### PROBLEMS AND TASKS
[a] From the blog comments, extract everything from "jules said..." down to "controlled: cat hunting.", word for word.
[b] In the blog comments, list every person who is addressed directly by name.
[c] According to the blog comments, what was the name of the blog that Terri closed down a few years back?

### SUPPLIED TEXT
===============

Phyllis - this line: "Amazing how something who weighs all of 5 pounds soaking wet can hijack your peace of mind and place your health and safety in jeopardy. "

This is exactly why I held off so long on making that final decision. Who would have thought? And she wasn't always like that, but she was getting worse. Ugh.

Sarah, wow, you've been through it. Maybe I had some sympathy for the crazy cat, being crazy myself. At least I never stabbed anybody.

Well, there are a lot of critters in the world that need attention. We can't save them all. I did what I could...

Anonymous said...

Hi Heidi,
I still follow your blog even though I closed mine down a few years back (Olly Unglued).
I believe you did the right thing for everyone regarding Lucy. I haven't had any luck with female cats, and prefer a male. Last summer I spoke with a vet who had an interesting theory about it. When we have our female cats spayed they kind of mentally hit the hormonal wall, much like if you or I was to have our overies removed and not be given hormone replacement therapy. It was the best explanation I had heard on the subject.
Blessings,
Terri (Olly)

jules said...

I'm so sorry Heidi. It must be the hardest thing we human companions have to do for our furry friends. We had to do the same with our newish dog on Wednesday as well. Behaviour problems that couldn't be controlled: cat hunting.

I'm so sorry.

Anonymous said...

If it's any consolation, the cat whisperer says the only cats he's ever know who behaved this way had big medical issues, like a brain tumor. The mother/sister/cousin could be it too.

===============

### DATA RECORDS

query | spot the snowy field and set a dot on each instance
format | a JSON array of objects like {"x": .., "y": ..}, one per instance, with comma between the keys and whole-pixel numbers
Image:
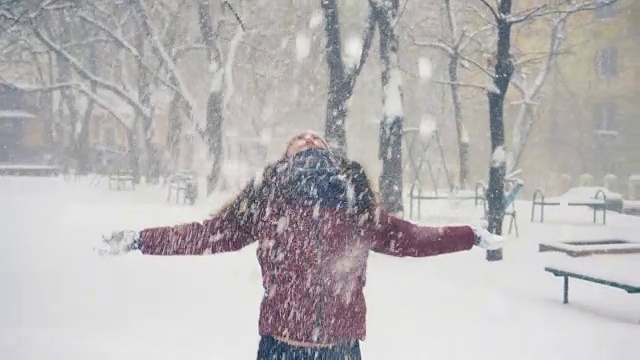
[{"x": 60, "y": 300}]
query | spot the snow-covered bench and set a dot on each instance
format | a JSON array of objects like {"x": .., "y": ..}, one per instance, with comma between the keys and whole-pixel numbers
[
  {"x": 595, "y": 198},
  {"x": 617, "y": 271},
  {"x": 579, "y": 248},
  {"x": 183, "y": 183},
  {"x": 121, "y": 179},
  {"x": 416, "y": 195}
]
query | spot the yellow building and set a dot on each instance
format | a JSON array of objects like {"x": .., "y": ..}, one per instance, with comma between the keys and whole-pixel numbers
[
  {"x": 587, "y": 120},
  {"x": 589, "y": 108}
]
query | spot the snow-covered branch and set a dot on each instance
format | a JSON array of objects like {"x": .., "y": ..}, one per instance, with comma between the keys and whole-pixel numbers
[
  {"x": 124, "y": 44},
  {"x": 90, "y": 77},
  {"x": 491, "y": 9},
  {"x": 231, "y": 55},
  {"x": 460, "y": 84},
  {"x": 162, "y": 54}
]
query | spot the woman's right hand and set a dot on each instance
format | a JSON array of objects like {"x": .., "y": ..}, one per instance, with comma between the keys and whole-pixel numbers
[{"x": 119, "y": 242}]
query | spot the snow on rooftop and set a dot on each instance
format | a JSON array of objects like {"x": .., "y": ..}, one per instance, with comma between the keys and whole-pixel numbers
[
  {"x": 16, "y": 114},
  {"x": 138, "y": 307}
]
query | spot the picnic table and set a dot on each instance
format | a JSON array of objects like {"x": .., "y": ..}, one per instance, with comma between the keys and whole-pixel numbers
[
  {"x": 184, "y": 187},
  {"x": 617, "y": 271},
  {"x": 598, "y": 199}
]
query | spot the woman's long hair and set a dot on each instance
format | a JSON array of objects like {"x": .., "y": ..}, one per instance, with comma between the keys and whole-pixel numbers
[{"x": 255, "y": 196}]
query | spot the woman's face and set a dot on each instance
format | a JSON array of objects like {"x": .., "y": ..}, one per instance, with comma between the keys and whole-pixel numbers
[{"x": 305, "y": 141}]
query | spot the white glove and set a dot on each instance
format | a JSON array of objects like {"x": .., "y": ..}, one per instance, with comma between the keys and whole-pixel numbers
[
  {"x": 486, "y": 240},
  {"x": 119, "y": 242}
]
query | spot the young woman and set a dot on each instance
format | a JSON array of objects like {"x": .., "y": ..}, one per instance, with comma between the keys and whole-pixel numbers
[{"x": 315, "y": 218}]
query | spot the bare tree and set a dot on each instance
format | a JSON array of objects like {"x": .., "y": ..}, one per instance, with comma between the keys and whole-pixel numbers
[
  {"x": 454, "y": 45},
  {"x": 391, "y": 124},
  {"x": 503, "y": 67},
  {"x": 342, "y": 78}
]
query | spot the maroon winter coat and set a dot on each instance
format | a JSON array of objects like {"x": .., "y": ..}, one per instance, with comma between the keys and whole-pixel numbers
[{"x": 313, "y": 260}]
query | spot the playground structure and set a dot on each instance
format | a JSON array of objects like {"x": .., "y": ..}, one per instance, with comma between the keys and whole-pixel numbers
[{"x": 424, "y": 151}]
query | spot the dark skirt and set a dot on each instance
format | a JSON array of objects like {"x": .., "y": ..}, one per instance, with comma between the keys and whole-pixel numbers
[{"x": 272, "y": 349}]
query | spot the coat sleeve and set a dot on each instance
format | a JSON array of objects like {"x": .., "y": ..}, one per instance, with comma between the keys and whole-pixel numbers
[
  {"x": 198, "y": 238},
  {"x": 397, "y": 237},
  {"x": 230, "y": 230}
]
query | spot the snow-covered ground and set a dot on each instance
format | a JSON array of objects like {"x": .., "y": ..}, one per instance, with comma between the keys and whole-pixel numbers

===============

### EXERCISE ANSWERS
[a]
jules said...

I'm so sorry Heidi. It must be the hardest thing we human companions have to do for our furry friends. We had to do the same with our newish dog on Wednesday as well. Behaviour problems that couldn't be controlled: cat hunting.

[b] Phyllis, Sarah, Heidi

[c] Olly Unglued